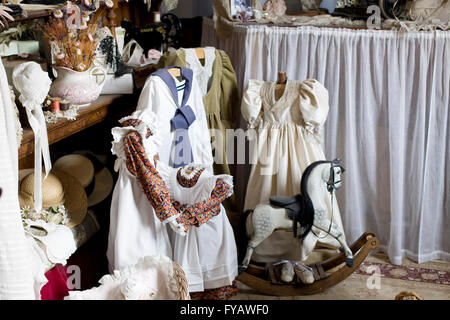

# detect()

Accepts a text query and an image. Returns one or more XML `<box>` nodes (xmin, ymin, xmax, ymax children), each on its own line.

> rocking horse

<box><xmin>238</xmin><ymin>159</ymin><xmax>378</xmax><ymax>295</ymax></box>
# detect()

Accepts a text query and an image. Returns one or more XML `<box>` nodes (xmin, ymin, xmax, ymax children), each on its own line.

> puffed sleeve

<box><xmin>241</xmin><ymin>80</ymin><xmax>264</xmax><ymax>128</ymax></box>
<box><xmin>300</xmin><ymin>79</ymin><xmax>329</xmax><ymax>131</ymax></box>
<box><xmin>216</xmin><ymin>50</ymin><xmax>239</xmax><ymax>125</ymax></box>
<box><xmin>158</xmin><ymin>50</ymin><xmax>186</xmax><ymax>69</ymax></box>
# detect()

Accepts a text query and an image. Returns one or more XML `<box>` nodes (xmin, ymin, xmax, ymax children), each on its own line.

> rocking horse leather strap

<box><xmin>270</xmin><ymin>194</ymin><xmax>303</xmax><ymax>237</ymax></box>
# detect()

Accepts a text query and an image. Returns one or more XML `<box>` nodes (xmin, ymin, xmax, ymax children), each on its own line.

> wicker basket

<box><xmin>172</xmin><ymin>261</ymin><xmax>191</xmax><ymax>300</ymax></box>
<box><xmin>395</xmin><ymin>291</ymin><xmax>423</xmax><ymax>300</ymax></box>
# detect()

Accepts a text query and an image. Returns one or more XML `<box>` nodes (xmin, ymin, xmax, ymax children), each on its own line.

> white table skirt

════

What to do: Count the lines in the records above that contain the word "horse", treating uppercase and lowercase as different. Reply with the number only.

The result: 2